WORK INSTRUCTIONS | Each record below needs to be written out exactly as it reads.

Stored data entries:
#####
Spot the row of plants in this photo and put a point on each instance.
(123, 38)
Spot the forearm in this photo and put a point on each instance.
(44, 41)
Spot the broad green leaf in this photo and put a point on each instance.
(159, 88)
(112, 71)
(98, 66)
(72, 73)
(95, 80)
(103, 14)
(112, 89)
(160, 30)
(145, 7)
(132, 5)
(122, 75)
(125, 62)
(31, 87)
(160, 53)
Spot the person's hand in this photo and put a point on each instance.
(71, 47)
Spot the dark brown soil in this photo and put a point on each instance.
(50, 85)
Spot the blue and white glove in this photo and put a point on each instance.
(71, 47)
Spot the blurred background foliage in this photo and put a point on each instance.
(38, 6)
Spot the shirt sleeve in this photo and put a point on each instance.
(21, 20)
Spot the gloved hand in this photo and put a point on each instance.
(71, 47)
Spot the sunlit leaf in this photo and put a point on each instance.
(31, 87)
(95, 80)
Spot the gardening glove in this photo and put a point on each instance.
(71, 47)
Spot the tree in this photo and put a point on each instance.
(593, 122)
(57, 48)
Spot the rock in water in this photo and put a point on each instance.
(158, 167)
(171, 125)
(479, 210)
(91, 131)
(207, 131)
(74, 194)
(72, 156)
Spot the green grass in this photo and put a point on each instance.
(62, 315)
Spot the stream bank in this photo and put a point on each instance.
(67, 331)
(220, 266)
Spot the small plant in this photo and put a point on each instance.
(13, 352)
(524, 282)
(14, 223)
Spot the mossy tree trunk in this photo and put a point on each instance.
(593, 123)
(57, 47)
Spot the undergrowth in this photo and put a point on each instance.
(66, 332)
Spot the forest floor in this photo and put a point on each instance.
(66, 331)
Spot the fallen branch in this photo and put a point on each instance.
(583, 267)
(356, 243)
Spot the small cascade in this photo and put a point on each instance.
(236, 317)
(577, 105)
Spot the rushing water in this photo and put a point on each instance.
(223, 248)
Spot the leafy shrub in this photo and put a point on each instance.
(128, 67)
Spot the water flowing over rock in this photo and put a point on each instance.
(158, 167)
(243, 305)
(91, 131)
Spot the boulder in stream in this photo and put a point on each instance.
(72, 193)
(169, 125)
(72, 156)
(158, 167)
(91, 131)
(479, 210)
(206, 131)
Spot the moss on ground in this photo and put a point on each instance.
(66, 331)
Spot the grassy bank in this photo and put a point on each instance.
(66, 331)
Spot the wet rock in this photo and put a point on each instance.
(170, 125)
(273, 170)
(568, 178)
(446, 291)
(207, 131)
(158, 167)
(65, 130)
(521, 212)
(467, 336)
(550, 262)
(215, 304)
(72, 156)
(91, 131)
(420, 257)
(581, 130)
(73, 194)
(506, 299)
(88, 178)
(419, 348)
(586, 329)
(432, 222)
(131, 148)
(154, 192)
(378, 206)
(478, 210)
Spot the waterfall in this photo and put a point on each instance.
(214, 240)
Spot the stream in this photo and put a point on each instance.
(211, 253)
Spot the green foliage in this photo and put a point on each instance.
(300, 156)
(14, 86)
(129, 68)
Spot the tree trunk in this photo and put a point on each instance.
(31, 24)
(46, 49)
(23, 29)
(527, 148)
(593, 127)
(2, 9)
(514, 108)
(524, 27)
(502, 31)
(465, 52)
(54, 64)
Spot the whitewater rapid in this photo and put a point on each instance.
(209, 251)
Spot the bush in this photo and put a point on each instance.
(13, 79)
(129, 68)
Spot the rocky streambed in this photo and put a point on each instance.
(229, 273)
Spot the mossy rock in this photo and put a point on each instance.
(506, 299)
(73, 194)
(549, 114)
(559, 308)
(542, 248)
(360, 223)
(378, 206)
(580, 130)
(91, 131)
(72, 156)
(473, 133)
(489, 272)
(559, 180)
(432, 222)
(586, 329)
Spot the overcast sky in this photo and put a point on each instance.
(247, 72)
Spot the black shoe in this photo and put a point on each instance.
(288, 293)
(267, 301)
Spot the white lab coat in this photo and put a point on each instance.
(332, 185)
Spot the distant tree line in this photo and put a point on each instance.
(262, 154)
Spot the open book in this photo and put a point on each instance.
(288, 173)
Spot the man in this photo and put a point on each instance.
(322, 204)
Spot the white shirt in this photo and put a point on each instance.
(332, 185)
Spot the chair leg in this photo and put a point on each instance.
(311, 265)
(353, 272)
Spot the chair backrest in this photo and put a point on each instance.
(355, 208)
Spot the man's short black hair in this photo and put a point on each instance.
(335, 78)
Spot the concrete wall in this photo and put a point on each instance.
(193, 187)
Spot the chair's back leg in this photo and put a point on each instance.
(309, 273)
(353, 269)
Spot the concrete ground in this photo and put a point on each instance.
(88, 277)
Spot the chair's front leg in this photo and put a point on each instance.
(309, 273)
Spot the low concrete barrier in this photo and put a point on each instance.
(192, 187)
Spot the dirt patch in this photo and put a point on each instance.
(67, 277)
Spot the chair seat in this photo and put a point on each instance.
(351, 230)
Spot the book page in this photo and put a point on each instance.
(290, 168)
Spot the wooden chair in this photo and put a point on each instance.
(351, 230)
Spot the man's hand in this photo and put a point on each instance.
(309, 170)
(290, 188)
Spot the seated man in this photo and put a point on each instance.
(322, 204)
#####
OUTPUT FOR THIS EXERCISE |
Spot the row of plants in this photo and put a point on each instance.
(123, 38)
Spot the forearm in this photo and put a point on each instance.
(44, 41)
Spot the broad green leaf in this photo and put a point on each instance.
(159, 88)
(112, 71)
(98, 66)
(72, 73)
(95, 80)
(103, 14)
(112, 89)
(160, 30)
(145, 7)
(132, 5)
(122, 75)
(125, 62)
(31, 87)
(160, 53)
Spot the person's hand in this photo and put a point on each instance.
(71, 47)
Spot the dark brown soil in this photo and put a point on each instance.
(50, 85)
Spot the blue and white glove in this photo and put a point on each instance.
(71, 47)
Spot the blurred background foliage in this photo and put a point on each instance.
(38, 6)
Spot the shirt sleeve in this photo and put a point on each instance.
(21, 20)
Spot the gloved hand in this photo and put a point on each instance.
(71, 47)
Spot the sunlit leaf in this photo and put a point on each instance.
(31, 87)
(95, 80)
Spot the gardening glove in this photo and put a point on each instance.
(71, 47)
Spot the tree in this photo and put a point on each instance.
(593, 122)
(57, 48)
Spot the rock in water in this photo and put a point on each instance.
(158, 167)
(171, 125)
(479, 210)
(91, 131)
(207, 131)
(74, 194)
(72, 156)
Spot the green grass in this photo and put a point on each instance.
(62, 315)
Spot the stream bank in this photo and put a point on each instance.
(67, 331)
(220, 266)
Spot the small plant in this photo and put a point on each instance.
(13, 352)
(524, 282)
(14, 223)
Spot the mossy tree trunk in this photo and put a point on each instance.
(593, 123)
(57, 47)
Spot the undergrowth in this photo and put a point on each instance.
(66, 332)
Spot the forest floor in this photo and put a point on each instance.
(66, 331)
Spot the fallen branch in this photo and put a point on each instance.
(583, 267)
(356, 243)
Spot the small cascade in this photo and put a point on each instance.
(236, 317)
(577, 105)
Spot the rushing water in this photo and put a point on each instance.
(223, 248)
Spot the leafy shrub in this photo and put a point on each instance.
(128, 67)
Spot the water flowing over rock in this photo and put a point on each instance.
(158, 167)
(243, 305)
(91, 131)
Spot the boulder in stream in this photo and put a point on each instance.
(72, 193)
(169, 125)
(72, 156)
(158, 167)
(91, 131)
(479, 210)
(206, 131)
Spot the moss on ground in this photo and put a point on each instance.
(66, 331)
Spot the grassy bank in this photo and put a point on each instance.
(66, 331)
Spot the wet rock in this photo and put a point on each instance.
(170, 125)
(273, 170)
(568, 178)
(446, 291)
(207, 131)
(158, 167)
(65, 130)
(521, 212)
(467, 336)
(550, 262)
(215, 304)
(72, 156)
(91, 131)
(420, 257)
(581, 130)
(73, 194)
(506, 299)
(88, 178)
(419, 348)
(586, 329)
(432, 222)
(131, 148)
(154, 192)
(378, 206)
(478, 210)
Spot the waterfall in this photo and put a point on each instance.
(214, 240)
Spot the stream in this photo and put a point on each instance.
(211, 253)
Spot the green foliage in this photo and put a point on each instance.
(300, 156)
(14, 86)
(129, 68)
Spot the tree trunk in this photo and put a point on each instance.
(31, 24)
(46, 49)
(23, 29)
(527, 148)
(593, 127)
(2, 9)
(514, 108)
(524, 27)
(502, 31)
(465, 52)
(54, 64)
Spot the whitewater rapid in this photo and put a point on each instance.
(209, 251)
Spot the bush in this photo and put a point on each instance.
(13, 79)
(129, 68)
Spot the rocky streambed in this photo and put a point on each instance.
(229, 273)
Spot the mossy rock in this photo and put a point on each instance.
(506, 299)
(73, 194)
(549, 114)
(559, 308)
(542, 248)
(360, 223)
(378, 206)
(580, 130)
(91, 131)
(72, 156)
(473, 133)
(489, 272)
(559, 180)
(432, 222)
(586, 329)
Spot the overcast sky in this photo and put a point on each instance.
(247, 72)
Spot the black shoe in this photo and put a point on each instance.
(288, 293)
(267, 301)
Spot the white lab coat in this photo and put a point on each instance.
(332, 185)
Spot the distant tree line in this photo and put a point on each instance.
(262, 154)
Spot the open book in this photo and put a point on each instance.
(288, 173)
Spot the man in this photo and put a point on each instance.
(322, 204)
Spot the white shirt in this photo and put a point on each instance.
(332, 185)
Spot the chair leg in this photo and put a point on each instance.
(311, 265)
(353, 272)
Spot the chair backrest in this photo and put a point on each instance.
(355, 208)
Spot the man's short black hair in this photo and put a point on each instance.
(335, 78)
Spot the concrete wall in this photo and put a point on each instance.
(193, 187)
Spot the chair's back leg in this photo and put a point on each instance.
(309, 273)
(353, 269)
Spot the concrete ground in this photo and put a point on each instance.
(88, 277)
Spot the chair's front leg in this photo and put a point on each instance.
(309, 273)
Spot the low concrete barrier in this photo and put a point on each instance.
(192, 187)
Spot the dirt patch in this photo and put a point on each instance.
(67, 277)
Spot the chair seat in this photo and put a point on each instance.
(351, 230)
Spot the book page in this photo and put a point on each instance.
(290, 168)
Spot the wooden chair in this photo and put a point on each instance.
(351, 230)
Spot the man's hand in this photo and put a point on each instance.
(309, 170)
(290, 188)
Spot the seated man in this photo and put a point on each instance.
(322, 204)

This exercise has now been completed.